→ **PROBLEM**: Please recast every line of the entries below as a Markdown table with the columns "Row" and "Line," skipping blank lines.

[Outline annotation entries]
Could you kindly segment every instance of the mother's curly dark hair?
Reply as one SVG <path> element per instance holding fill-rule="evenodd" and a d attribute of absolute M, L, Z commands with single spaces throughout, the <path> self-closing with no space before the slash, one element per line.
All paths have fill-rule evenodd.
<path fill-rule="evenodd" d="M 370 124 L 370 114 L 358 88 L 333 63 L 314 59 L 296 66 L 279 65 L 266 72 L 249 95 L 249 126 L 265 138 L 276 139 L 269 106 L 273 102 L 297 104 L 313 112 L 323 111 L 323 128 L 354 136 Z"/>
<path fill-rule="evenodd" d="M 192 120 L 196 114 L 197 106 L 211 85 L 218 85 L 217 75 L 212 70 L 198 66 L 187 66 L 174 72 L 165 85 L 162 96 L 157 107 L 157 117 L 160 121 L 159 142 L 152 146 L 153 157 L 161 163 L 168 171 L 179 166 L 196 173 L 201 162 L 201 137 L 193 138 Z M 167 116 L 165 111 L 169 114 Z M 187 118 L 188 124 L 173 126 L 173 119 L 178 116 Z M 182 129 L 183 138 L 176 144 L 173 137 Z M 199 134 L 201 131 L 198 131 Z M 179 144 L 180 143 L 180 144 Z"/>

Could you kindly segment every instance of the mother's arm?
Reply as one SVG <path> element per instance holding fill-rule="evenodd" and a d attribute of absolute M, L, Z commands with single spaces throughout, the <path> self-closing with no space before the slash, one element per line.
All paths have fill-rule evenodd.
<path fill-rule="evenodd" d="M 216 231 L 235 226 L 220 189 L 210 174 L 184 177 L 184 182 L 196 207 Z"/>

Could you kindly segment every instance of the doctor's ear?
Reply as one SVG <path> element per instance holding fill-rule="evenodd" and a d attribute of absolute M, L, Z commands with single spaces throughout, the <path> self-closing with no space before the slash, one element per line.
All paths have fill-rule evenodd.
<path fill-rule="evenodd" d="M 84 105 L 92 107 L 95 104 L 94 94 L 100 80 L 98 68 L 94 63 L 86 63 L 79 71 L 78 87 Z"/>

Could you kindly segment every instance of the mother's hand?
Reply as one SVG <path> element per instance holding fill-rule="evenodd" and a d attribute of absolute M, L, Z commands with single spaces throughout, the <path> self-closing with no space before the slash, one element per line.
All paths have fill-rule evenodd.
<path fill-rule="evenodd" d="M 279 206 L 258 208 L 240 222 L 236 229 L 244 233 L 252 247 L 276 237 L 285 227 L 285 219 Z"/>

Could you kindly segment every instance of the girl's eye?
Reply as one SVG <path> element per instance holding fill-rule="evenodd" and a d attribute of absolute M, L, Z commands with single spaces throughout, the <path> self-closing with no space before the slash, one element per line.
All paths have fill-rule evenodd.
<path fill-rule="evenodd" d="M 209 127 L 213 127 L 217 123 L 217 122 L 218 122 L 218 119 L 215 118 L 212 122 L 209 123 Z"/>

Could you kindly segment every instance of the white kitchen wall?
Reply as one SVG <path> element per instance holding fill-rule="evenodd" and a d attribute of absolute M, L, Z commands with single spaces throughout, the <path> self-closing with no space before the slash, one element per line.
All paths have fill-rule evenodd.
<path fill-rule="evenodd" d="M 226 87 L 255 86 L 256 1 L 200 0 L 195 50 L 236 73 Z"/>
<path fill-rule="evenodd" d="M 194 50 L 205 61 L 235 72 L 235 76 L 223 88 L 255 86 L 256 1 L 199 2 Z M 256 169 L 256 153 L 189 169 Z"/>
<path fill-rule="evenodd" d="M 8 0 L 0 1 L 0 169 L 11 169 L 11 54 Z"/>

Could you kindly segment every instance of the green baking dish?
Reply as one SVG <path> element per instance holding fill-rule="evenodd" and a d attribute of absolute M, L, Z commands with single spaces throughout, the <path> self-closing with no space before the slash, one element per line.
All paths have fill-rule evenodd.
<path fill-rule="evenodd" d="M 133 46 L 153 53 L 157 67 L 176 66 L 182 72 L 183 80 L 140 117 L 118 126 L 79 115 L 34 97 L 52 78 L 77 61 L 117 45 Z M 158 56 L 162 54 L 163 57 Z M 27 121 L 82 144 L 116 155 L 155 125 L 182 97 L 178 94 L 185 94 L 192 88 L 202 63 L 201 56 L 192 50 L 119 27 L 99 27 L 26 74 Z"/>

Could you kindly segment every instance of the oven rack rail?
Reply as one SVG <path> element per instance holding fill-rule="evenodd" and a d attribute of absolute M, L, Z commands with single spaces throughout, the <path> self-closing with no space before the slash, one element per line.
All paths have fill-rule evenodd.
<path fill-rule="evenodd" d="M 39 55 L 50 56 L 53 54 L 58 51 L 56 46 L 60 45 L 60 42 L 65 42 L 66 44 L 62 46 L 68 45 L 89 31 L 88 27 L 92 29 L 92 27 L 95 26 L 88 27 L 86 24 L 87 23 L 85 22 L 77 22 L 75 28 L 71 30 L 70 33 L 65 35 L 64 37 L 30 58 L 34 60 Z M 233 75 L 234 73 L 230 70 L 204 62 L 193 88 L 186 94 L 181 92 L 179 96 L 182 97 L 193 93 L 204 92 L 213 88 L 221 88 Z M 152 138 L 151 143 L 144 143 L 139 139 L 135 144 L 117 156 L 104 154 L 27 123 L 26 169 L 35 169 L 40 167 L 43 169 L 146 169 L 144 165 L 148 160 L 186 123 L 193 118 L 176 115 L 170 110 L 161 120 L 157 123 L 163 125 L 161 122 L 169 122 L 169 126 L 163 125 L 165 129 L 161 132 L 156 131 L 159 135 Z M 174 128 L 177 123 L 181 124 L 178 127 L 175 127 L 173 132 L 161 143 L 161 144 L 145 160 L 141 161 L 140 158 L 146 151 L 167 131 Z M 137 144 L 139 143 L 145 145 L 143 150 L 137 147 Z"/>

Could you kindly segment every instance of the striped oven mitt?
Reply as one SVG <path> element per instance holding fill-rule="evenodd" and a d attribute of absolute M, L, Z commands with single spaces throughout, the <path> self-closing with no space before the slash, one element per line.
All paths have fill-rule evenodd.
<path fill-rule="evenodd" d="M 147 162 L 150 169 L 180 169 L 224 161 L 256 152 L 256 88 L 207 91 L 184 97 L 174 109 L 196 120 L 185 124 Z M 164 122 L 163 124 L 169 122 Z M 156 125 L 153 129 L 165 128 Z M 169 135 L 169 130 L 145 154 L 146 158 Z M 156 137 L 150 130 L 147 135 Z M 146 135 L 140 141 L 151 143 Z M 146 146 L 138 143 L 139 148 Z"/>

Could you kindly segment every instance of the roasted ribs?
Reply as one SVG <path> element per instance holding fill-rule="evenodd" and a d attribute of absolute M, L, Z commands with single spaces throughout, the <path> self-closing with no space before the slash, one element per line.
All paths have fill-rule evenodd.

→ **RESULT FOR THIS TASK**:
| Row | Line |
|---|---|
| 1 | Could you kindly segment every instance of the mother's curly dark hair? |
| 2 | Reply as one SVG <path> element per instance holding fill-rule="evenodd" and a d attribute of absolute M, L, Z commands with single spaces throughout, the <path> self-closing with no space before the slash, one element per line. |
| 3 | All paths have fill-rule evenodd. |
| 4 | <path fill-rule="evenodd" d="M 370 124 L 370 114 L 358 88 L 333 63 L 314 59 L 296 66 L 279 65 L 266 72 L 249 95 L 249 126 L 265 138 L 276 139 L 269 106 L 273 102 L 297 104 L 313 112 L 323 111 L 323 128 L 354 136 Z"/> |
| 5 | <path fill-rule="evenodd" d="M 192 120 L 196 114 L 197 106 L 211 85 L 218 85 L 217 75 L 212 70 L 198 66 L 187 66 L 174 72 L 165 85 L 162 96 L 157 107 L 157 117 L 160 121 L 159 142 L 152 146 L 153 157 L 161 163 L 168 171 L 179 166 L 196 173 L 201 162 L 201 137 L 193 138 Z M 167 116 L 165 111 L 169 114 Z M 187 118 L 188 124 L 173 126 L 173 119 L 178 116 Z M 182 129 L 183 138 L 176 144 L 173 137 Z M 199 134 L 201 131 L 198 131 Z M 179 144 L 180 143 L 180 144 Z"/> |
| 6 | Could you kindly segment every instance of the mother's arm? |
| 7 | Reply as one SVG <path> element per instance holding fill-rule="evenodd" and a d attribute of absolute M, L, Z commands with single spaces throughout, the <path> self-closing with no space before the slash, one element per line. |
| 8 | All paths have fill-rule evenodd. |
| 9 | <path fill-rule="evenodd" d="M 216 231 L 235 226 L 220 189 L 210 174 L 184 177 L 184 182 L 196 207 Z"/> |
| 10 | Could you kindly segment every instance of the doctor's ear? |
| 11 | Reply as one SVG <path> element per instance holding fill-rule="evenodd" and a d attribute of absolute M, L, Z commands with single spaces throughout, the <path> self-closing with no space before the slash, one element per line. |
| 12 | All paths have fill-rule evenodd. |
| 13 | <path fill-rule="evenodd" d="M 84 105 L 92 107 L 95 104 L 94 94 L 100 80 L 98 68 L 94 63 L 86 63 L 79 71 L 78 87 Z"/> |
| 14 | Could you kindly segment every instance of the mother's hand? |
| 15 | Reply as one SVG <path> element per instance holding fill-rule="evenodd" and a d attribute of absolute M, L, Z commands with single spaces throughout, the <path> self-closing with no space before the slash, one element per line. |
| 16 | All paths have fill-rule evenodd. |
| 17 | <path fill-rule="evenodd" d="M 279 206 L 258 208 L 240 222 L 236 229 L 244 233 L 252 247 L 276 237 L 285 227 L 285 219 Z"/> |
| 18 | Could you kindly segment every instance of the girl's eye? |
| 19 | Reply as one SVG <path> element per instance holding fill-rule="evenodd" and a d attribute of absolute M, L, Z commands with single spaces throughout, the <path> self-closing with no space before the slash, one element per line. |
| 20 | All paths have fill-rule evenodd. |
| 21 | <path fill-rule="evenodd" d="M 209 127 L 213 127 L 217 123 L 217 122 L 218 122 L 218 119 L 215 118 L 212 122 L 209 123 Z"/> |
| 22 | Could you kindly segment every instance of the white kitchen wall? |
| 23 | Reply as one SVG <path> element per instance holding fill-rule="evenodd" and a d attribute of absolute M, L, Z commands with single spaces throughout, the <path> self-closing with no space before the slash, one element per line. |
| 24 | All paths have fill-rule evenodd. |
| 25 | <path fill-rule="evenodd" d="M 226 87 L 255 86 L 256 1 L 200 0 L 195 50 L 236 73 Z"/> |
| 26 | <path fill-rule="evenodd" d="M 194 50 L 205 61 L 235 72 L 235 76 L 223 88 L 255 86 L 256 1 L 199 2 Z M 256 169 L 256 153 L 189 169 Z"/> |
| 27 | <path fill-rule="evenodd" d="M 8 0 L 0 1 L 0 169 L 11 169 L 11 54 Z"/> |
| 28 | Could you kindly segment every instance of the green baking dish? |
| 29 | Reply as one SVG <path> element per instance holding fill-rule="evenodd" and a d attribute of absolute M, L, Z commands with single spaces throughout, the <path> self-closing with no space before the slash, one element per line. |
| 30 | All paths have fill-rule evenodd. |
| 31 | <path fill-rule="evenodd" d="M 133 46 L 153 53 L 157 67 L 176 66 L 182 72 L 183 80 L 140 117 L 118 126 L 79 115 L 34 97 L 52 78 L 77 61 L 117 45 Z M 158 56 L 162 54 L 163 57 Z M 27 121 L 82 144 L 116 155 L 155 125 L 182 97 L 178 94 L 185 94 L 192 88 L 202 63 L 201 56 L 192 50 L 119 27 L 99 27 L 26 74 Z"/> |
| 32 | Could you kindly segment every instance of the oven rack rail? |
| 33 | Reply as one SVG <path> element per instance holding fill-rule="evenodd" and a d attribute of absolute M, L, Z commands with single spaces throughout, the <path> self-closing with no space before the slash, one element per line. |
| 34 | All paths have fill-rule evenodd. |
| 35 | <path fill-rule="evenodd" d="M 39 55 L 50 56 L 53 54 L 58 51 L 56 46 L 60 45 L 60 42 L 65 42 L 66 44 L 62 46 L 68 45 L 89 31 L 88 27 L 92 29 L 92 27 L 95 26 L 88 27 L 86 24 L 87 23 L 85 22 L 77 22 L 75 28 L 71 30 L 70 33 L 65 35 L 64 37 L 30 58 L 34 60 Z M 233 75 L 234 73 L 230 70 L 204 62 L 193 88 L 186 94 L 181 92 L 179 96 L 182 97 L 193 93 L 204 92 L 213 88 L 221 88 Z M 152 138 L 151 143 L 144 143 L 139 139 L 135 144 L 117 156 L 104 154 L 27 123 L 26 169 L 35 169 L 40 167 L 43 169 L 146 169 L 144 165 L 148 160 L 186 123 L 193 118 L 176 115 L 170 110 L 161 120 L 157 123 L 163 125 L 161 122 L 169 122 L 169 126 L 163 125 L 165 129 L 161 132 L 156 131 L 159 135 Z M 174 128 L 177 123 L 181 124 L 178 127 L 175 127 L 173 132 L 161 143 L 161 144 L 145 160 L 141 161 L 140 158 L 146 151 L 167 131 Z M 137 144 L 139 143 L 145 145 L 143 150 L 137 147 Z"/> |
| 36 | Could you kindly segment every instance of the striped oven mitt? |
| 37 | Reply as one SVG <path> element per instance holding fill-rule="evenodd" and a d attribute of absolute M, L, Z commands with single spaces throughout, the <path> self-closing with no space before the slash, one element per line. |
| 38 | All paths have fill-rule evenodd. |
| 39 | <path fill-rule="evenodd" d="M 147 162 L 150 169 L 180 169 L 224 161 L 256 152 L 256 88 L 207 91 L 184 97 L 174 109 L 196 120 L 185 124 Z M 164 122 L 163 124 L 169 122 Z M 156 125 L 153 129 L 165 128 Z M 169 135 L 169 130 L 145 154 L 146 158 Z M 156 137 L 150 130 L 147 135 Z M 146 135 L 140 141 L 151 143 Z M 146 146 L 138 143 L 139 148 Z"/> |
| 40 | Could you kindly segment every instance of the roasted ribs? |
| 41 | Reply as one SVG <path> element per instance holding fill-rule="evenodd" and a d attribute of absolute M, L, Z commands with single spaces throughout, the <path> self-closing with no space before the slash, one element per line. |
| 42 | All paths have fill-rule evenodd. |